Source data:
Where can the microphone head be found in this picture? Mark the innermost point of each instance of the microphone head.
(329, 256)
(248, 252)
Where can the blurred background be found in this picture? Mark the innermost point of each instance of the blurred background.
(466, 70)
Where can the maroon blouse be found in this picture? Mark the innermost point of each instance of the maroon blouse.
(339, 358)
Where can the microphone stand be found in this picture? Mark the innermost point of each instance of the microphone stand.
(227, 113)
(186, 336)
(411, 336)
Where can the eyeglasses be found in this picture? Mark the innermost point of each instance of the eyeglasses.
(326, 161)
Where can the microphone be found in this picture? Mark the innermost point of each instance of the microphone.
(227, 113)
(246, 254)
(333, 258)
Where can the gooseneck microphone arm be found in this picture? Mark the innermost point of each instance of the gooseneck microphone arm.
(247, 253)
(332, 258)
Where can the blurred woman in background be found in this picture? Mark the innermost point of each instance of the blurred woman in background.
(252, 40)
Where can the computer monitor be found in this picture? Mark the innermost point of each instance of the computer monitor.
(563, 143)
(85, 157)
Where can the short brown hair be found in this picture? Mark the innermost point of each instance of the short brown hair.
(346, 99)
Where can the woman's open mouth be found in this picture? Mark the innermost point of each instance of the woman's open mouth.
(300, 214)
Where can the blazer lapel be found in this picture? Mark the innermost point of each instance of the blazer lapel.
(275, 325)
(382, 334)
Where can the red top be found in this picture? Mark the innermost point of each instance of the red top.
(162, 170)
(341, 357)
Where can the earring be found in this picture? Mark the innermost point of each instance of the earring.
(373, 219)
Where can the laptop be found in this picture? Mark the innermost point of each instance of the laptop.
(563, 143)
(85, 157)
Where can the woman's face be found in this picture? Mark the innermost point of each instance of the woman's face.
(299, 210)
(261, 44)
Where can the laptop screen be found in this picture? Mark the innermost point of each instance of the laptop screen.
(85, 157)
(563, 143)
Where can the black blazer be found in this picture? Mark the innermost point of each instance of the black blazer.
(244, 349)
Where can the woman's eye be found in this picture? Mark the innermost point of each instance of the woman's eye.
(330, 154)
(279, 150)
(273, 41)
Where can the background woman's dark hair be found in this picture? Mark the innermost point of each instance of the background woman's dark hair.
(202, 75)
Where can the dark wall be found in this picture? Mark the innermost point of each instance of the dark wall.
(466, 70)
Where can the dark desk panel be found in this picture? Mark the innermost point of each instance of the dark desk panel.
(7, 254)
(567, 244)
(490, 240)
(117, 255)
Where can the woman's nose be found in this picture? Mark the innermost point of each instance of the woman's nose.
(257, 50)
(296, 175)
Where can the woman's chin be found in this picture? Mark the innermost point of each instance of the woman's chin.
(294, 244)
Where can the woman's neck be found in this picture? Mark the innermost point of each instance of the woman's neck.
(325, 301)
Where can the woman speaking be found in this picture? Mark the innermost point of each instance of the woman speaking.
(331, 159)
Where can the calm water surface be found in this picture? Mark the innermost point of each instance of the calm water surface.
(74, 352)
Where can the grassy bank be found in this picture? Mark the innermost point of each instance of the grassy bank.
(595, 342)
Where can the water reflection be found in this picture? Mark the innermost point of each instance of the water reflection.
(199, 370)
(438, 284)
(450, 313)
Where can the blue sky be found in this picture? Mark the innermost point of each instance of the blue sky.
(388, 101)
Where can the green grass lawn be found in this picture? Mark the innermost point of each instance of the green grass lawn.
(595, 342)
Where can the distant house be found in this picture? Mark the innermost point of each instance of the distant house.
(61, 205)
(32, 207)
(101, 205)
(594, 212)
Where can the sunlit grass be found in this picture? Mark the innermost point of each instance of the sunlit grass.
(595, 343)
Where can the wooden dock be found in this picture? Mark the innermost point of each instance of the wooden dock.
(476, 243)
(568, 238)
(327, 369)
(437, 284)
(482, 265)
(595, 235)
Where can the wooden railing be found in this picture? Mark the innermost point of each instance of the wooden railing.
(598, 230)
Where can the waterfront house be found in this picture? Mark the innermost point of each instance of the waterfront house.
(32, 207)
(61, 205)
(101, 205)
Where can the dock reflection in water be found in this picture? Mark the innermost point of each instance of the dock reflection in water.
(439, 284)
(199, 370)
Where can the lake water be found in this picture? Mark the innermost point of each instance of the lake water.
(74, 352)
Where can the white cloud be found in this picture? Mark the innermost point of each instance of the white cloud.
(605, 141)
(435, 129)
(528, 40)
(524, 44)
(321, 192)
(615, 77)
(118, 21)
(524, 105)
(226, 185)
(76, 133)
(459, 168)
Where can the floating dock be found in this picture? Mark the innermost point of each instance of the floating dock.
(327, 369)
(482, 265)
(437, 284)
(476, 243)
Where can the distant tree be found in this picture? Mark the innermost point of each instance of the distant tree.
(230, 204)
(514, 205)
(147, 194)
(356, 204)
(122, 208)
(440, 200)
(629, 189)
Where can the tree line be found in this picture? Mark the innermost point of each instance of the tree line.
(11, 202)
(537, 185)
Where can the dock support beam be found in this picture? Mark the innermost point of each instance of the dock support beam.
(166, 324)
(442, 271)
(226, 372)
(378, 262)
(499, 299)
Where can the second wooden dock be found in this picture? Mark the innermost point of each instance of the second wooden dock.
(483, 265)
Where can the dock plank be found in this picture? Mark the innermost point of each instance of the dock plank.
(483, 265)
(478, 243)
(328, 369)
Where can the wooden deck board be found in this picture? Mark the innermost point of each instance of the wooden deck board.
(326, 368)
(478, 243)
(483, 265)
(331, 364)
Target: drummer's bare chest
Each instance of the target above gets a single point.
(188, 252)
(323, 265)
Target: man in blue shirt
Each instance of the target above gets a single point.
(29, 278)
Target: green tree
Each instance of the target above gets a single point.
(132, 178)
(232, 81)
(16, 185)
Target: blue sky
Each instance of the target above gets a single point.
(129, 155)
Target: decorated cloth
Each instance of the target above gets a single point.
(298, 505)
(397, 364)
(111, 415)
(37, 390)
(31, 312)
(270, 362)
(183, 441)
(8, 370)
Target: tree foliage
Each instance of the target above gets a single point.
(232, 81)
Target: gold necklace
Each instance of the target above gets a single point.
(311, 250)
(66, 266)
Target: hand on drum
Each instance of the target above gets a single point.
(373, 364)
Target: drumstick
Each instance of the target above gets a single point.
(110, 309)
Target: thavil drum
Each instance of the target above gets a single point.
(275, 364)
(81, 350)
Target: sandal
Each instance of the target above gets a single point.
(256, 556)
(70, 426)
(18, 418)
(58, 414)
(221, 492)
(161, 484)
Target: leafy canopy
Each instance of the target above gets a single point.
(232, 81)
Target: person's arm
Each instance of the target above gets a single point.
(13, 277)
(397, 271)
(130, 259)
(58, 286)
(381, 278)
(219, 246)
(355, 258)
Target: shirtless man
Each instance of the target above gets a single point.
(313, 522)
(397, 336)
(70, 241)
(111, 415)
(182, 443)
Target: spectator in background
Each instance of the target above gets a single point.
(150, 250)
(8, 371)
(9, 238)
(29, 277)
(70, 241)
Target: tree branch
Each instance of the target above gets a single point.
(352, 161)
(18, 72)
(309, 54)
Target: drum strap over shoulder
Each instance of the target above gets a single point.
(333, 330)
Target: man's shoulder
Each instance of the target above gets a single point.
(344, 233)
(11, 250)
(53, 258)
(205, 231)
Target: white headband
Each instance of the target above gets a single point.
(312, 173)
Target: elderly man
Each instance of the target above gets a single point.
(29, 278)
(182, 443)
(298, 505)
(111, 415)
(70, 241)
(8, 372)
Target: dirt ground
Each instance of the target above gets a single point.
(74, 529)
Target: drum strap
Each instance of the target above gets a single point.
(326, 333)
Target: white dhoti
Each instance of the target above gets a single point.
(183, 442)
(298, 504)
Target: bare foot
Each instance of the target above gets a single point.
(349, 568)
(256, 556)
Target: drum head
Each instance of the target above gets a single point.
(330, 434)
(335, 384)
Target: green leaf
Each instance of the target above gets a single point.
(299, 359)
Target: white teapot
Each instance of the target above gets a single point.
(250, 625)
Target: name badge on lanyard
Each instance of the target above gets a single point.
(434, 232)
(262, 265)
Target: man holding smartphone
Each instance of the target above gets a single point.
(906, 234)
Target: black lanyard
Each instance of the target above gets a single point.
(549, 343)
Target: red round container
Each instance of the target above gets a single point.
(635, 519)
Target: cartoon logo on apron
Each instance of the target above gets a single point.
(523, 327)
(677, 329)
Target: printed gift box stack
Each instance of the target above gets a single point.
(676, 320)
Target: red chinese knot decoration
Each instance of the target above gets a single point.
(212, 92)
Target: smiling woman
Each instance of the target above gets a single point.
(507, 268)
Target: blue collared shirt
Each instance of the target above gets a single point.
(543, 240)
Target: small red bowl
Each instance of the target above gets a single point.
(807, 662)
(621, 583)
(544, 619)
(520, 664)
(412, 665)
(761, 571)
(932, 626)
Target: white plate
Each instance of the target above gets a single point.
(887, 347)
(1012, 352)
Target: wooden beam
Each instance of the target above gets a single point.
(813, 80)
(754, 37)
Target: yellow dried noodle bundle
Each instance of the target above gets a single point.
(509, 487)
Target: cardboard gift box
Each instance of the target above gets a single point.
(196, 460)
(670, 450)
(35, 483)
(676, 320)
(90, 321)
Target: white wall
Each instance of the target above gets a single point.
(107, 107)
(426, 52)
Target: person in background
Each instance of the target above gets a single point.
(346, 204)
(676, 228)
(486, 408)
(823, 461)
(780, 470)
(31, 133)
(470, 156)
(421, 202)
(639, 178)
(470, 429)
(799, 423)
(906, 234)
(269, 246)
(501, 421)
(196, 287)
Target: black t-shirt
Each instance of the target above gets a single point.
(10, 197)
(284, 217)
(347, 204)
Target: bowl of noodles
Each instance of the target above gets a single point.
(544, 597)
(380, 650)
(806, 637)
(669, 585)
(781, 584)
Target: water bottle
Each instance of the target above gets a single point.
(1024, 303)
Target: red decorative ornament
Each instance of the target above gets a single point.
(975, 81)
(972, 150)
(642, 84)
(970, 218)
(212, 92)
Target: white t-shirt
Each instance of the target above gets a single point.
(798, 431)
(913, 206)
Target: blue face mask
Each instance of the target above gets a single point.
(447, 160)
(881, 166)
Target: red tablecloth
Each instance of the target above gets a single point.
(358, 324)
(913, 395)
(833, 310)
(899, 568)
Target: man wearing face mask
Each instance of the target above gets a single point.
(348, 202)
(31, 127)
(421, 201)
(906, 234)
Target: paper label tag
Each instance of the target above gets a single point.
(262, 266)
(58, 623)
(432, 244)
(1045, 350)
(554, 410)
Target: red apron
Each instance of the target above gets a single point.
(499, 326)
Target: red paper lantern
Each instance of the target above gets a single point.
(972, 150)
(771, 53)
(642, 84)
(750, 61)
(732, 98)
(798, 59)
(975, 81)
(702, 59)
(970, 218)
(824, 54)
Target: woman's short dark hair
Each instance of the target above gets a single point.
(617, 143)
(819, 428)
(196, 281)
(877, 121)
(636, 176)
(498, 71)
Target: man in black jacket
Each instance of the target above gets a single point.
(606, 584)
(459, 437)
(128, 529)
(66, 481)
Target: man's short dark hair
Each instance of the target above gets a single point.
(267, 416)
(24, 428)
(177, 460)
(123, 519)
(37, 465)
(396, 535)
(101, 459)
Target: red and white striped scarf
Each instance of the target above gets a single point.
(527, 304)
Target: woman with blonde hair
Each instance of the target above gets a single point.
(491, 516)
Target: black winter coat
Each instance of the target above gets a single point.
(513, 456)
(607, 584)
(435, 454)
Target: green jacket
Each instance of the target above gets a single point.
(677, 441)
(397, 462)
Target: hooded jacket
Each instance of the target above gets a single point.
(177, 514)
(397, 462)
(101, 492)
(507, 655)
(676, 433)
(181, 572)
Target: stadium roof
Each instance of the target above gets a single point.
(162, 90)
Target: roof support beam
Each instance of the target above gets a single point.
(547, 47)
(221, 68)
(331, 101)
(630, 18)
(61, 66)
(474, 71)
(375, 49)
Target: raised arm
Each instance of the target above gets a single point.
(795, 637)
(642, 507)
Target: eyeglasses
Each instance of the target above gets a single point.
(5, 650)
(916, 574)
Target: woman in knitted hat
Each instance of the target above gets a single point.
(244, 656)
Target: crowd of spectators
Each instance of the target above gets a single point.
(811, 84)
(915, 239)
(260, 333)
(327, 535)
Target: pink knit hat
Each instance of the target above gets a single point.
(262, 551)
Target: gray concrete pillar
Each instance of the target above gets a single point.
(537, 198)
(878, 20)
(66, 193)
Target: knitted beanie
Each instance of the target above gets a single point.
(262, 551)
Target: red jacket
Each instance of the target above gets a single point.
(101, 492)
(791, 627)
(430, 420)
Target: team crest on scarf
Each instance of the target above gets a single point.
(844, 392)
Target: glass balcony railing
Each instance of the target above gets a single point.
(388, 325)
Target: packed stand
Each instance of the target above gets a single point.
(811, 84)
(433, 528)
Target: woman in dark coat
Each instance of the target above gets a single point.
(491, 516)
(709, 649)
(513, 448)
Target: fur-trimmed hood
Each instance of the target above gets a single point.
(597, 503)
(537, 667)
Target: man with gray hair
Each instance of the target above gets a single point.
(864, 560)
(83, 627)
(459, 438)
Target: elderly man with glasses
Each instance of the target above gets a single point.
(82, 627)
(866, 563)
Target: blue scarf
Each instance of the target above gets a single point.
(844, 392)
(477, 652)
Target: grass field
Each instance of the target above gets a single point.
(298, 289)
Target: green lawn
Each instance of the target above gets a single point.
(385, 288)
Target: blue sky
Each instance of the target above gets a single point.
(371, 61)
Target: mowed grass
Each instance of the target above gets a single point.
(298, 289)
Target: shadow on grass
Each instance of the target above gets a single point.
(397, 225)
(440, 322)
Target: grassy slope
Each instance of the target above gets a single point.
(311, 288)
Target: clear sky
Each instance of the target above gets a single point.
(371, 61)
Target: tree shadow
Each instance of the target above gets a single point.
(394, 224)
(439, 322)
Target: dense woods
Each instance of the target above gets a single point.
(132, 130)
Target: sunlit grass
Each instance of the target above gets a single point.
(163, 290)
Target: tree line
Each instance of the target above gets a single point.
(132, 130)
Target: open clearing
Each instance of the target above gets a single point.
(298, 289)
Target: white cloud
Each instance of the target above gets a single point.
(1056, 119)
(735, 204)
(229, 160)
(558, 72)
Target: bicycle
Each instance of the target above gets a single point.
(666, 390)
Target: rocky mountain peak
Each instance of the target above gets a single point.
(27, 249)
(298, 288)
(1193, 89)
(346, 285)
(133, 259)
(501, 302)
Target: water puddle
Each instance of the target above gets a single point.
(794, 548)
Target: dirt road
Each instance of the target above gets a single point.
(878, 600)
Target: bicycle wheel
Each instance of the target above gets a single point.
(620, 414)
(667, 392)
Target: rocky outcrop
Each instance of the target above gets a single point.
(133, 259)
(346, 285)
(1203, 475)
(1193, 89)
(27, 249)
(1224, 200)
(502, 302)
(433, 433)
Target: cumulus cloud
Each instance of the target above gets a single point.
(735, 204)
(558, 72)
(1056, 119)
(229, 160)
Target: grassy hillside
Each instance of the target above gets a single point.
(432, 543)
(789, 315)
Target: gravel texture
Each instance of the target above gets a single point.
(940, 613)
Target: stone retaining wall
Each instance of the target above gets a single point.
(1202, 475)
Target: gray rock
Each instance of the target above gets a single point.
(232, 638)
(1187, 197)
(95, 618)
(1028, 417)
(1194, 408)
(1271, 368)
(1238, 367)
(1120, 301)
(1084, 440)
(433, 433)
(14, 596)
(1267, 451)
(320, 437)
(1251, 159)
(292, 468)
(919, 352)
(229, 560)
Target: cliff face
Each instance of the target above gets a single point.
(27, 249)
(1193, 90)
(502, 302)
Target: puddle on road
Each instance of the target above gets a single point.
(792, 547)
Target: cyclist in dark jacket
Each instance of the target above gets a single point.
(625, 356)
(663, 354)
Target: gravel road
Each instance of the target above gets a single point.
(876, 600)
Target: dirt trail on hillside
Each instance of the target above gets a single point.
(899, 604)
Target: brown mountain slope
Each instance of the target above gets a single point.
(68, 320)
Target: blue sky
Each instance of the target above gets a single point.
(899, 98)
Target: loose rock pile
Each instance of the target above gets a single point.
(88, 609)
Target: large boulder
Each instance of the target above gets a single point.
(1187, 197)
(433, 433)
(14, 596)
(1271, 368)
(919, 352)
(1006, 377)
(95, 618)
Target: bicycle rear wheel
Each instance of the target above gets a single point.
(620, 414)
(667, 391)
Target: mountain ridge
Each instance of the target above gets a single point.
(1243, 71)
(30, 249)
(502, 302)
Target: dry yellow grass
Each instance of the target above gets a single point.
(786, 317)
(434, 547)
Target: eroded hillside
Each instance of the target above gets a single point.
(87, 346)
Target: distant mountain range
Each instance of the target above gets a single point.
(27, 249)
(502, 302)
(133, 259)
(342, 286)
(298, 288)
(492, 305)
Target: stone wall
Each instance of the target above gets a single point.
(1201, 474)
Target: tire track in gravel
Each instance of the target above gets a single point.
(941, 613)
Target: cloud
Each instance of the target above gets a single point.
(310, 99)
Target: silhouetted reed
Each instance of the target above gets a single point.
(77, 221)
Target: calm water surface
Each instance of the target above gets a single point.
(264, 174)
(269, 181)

Task goal: State the number of lines in the records that contain the string "bowl". Nothing else is needed.

Expected answer: 2